* [Provided text]:
====

# Image recognition with TTR


## Bridging between perceptual and conceptual domains

Let's apply the object detection representation proposed in Dobnik & Cooper's *Interfacing language, spatial perception and cognition in TTR* to image recognition.

![Fig 8](fig/lspc-fig8.png)

Here, we use `Image` instead of `PointMap` for the whole, but instead of `reg:PointMap` we use yet another type (and rename it), `seg:Segment`. In Cooper's case the same type can be used to represent both the region and the whole, because a `PointMap` is a set of absolute positions. With `Image`, positions are relative to an origin, which needs to be specified when cropping.

====

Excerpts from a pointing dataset
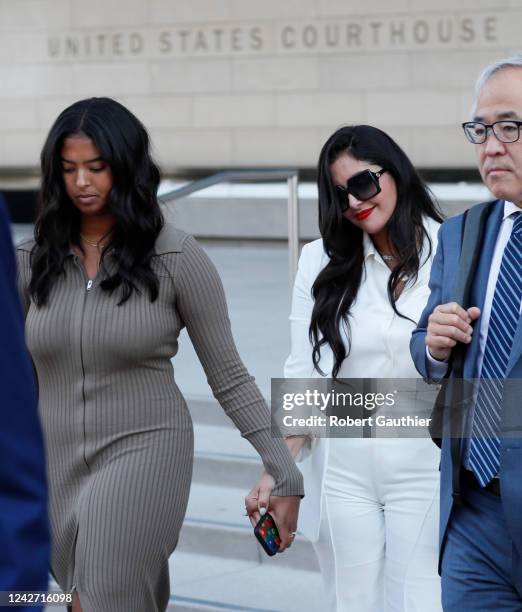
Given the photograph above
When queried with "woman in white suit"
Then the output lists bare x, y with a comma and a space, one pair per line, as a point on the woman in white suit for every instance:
371, 505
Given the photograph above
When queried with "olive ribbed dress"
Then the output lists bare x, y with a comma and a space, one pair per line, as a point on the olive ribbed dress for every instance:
118, 432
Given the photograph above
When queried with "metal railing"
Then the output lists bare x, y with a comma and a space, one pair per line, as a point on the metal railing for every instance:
230, 176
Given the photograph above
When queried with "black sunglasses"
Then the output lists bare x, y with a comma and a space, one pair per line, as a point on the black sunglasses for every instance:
363, 186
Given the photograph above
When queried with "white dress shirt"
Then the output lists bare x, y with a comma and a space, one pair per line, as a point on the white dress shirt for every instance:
379, 337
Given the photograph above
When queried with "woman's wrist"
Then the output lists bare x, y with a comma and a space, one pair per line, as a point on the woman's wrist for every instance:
295, 444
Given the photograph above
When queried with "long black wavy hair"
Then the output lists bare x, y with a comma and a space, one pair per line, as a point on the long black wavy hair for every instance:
336, 286
124, 146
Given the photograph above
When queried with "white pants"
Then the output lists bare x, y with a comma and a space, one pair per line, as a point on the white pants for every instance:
378, 540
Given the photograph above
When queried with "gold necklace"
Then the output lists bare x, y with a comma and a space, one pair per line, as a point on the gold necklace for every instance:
98, 244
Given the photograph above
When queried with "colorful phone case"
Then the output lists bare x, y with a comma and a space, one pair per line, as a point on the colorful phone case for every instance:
267, 534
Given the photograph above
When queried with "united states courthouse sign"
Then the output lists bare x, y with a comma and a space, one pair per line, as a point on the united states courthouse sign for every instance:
235, 83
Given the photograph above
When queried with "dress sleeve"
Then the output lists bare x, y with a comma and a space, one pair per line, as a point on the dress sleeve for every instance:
23, 275
202, 306
299, 363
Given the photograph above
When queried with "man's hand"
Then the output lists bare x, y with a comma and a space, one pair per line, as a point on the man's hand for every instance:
447, 325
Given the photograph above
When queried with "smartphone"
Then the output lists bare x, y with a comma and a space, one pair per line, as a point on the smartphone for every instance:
267, 534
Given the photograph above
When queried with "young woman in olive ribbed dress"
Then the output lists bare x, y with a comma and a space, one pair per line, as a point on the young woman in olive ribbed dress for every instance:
107, 287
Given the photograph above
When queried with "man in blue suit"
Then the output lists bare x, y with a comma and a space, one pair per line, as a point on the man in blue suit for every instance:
24, 538
481, 482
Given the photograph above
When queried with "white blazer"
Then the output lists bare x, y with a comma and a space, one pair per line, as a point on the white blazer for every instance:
314, 457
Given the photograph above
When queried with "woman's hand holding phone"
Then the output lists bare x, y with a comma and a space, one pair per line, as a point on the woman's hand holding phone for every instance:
284, 509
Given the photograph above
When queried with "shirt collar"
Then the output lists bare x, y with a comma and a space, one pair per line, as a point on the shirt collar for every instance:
509, 209
369, 249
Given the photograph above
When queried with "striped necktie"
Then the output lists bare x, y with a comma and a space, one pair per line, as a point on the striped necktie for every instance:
484, 447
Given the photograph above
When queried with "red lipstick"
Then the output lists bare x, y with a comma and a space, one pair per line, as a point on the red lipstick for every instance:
364, 214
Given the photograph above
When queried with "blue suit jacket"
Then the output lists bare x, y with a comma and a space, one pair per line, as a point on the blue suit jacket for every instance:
24, 538
443, 285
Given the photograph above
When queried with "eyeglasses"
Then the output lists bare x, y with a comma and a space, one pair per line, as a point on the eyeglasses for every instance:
505, 131
363, 186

====

* [Exercise instructions]: In the text on image recognition with TTR, which type takes the place of `reg:PointMap`?

* [Expected answer]: `seg:Segment`